**Work to complete**
The required answer is an exact copy of the records below, without pictures.

Stored items
--*--
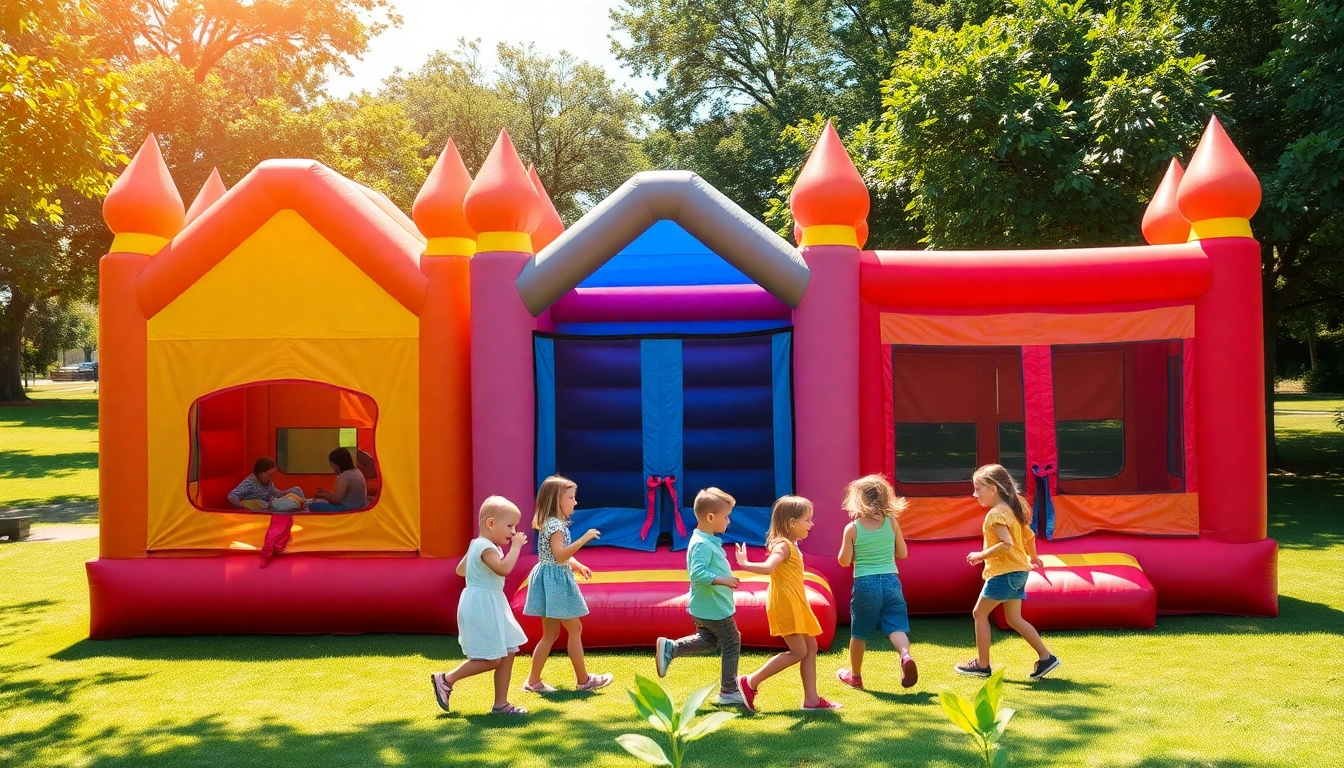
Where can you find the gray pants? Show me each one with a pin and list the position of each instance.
(715, 635)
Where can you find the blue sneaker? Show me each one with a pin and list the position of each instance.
(663, 655)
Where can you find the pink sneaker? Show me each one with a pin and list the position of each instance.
(747, 693)
(848, 678)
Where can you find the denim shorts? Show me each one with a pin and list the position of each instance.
(1007, 587)
(878, 603)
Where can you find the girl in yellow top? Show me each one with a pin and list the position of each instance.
(786, 603)
(1010, 554)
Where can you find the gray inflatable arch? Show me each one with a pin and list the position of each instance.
(641, 202)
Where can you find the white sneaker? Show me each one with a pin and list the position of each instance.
(730, 700)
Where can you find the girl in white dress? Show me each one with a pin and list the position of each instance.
(485, 626)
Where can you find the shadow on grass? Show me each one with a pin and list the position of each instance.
(32, 466)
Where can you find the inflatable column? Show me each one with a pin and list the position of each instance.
(144, 211)
(828, 202)
(1218, 195)
(445, 353)
(503, 206)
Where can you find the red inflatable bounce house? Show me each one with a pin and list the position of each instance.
(663, 343)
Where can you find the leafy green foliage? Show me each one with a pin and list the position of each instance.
(656, 706)
(1044, 127)
(984, 718)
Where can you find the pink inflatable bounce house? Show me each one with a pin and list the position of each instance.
(668, 342)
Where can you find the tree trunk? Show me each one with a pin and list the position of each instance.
(11, 346)
(1270, 351)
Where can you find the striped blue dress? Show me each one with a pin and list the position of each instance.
(551, 589)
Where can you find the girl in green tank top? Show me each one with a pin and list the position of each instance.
(872, 544)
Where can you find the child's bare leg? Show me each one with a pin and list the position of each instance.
(542, 651)
(468, 669)
(984, 607)
(575, 648)
(856, 648)
(503, 673)
(808, 670)
(1012, 611)
(777, 663)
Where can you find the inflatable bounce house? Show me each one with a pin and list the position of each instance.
--*--
**Answer section**
Where can you find the gray pants? Show me each one with a pin and list the position of each instance.
(715, 635)
Where can you find the blue sneaker? Show me each one with a pin and list the position of each instance.
(663, 655)
Where can you find the pink sneaker? Show me each one with a pin and list the position of each instance.
(747, 693)
(848, 678)
Where can you find the denim shorts? Show me each one with a pin and list the position of each instance.
(1007, 587)
(878, 603)
Where can you find the girl in yellow top? Show me each one with a pin and list the position of each instance.
(786, 603)
(1010, 554)
Where can you find the gray inflatable arch? Show me each one with a pin and list the position of each instance.
(641, 202)
Where can you find the white sneaker? Show me each one with a pin and list the position of each instance.
(730, 700)
Where can you find the girl in white dress? Show me each one with a pin and list the position of each instance.
(485, 626)
Where can you find the shadow on grass? Show me each one with a pin and list the position of each instance.
(32, 466)
Where can you find the inflatable column? Show me each one with a pin and list the position of each instance.
(144, 211)
(828, 202)
(1218, 195)
(445, 353)
(503, 206)
Where can you find the red inflatable bounce house? Show me each one with a pin and list the position of each instance.
(663, 343)
Where can you find the leafy green foliage? Show me each one with a pin and list the position of each instance.
(656, 706)
(1044, 127)
(984, 718)
Where can you find the pink inflatable bounce house? Show me each one with a pin and list the position of each instance.
(668, 342)
Where can you find the tree trunk? Show me each one with a pin and list the position of each instance.
(11, 346)
(1270, 351)
Where can you find the striped blue dress? Show me each one with a pin and list the position of each instance.
(551, 589)
Where can you find the girl in green tank top? Show me each one with a pin and list the position of each instance.
(872, 544)
Where can you find the child's bare leg? Show me each one with a pin and list the position of each instance.
(542, 651)
(468, 669)
(984, 607)
(575, 648)
(856, 648)
(503, 673)
(808, 670)
(1012, 611)
(777, 663)
Where can you find the inflatable bounce house? Show me each one with a pin and list the position of each instance.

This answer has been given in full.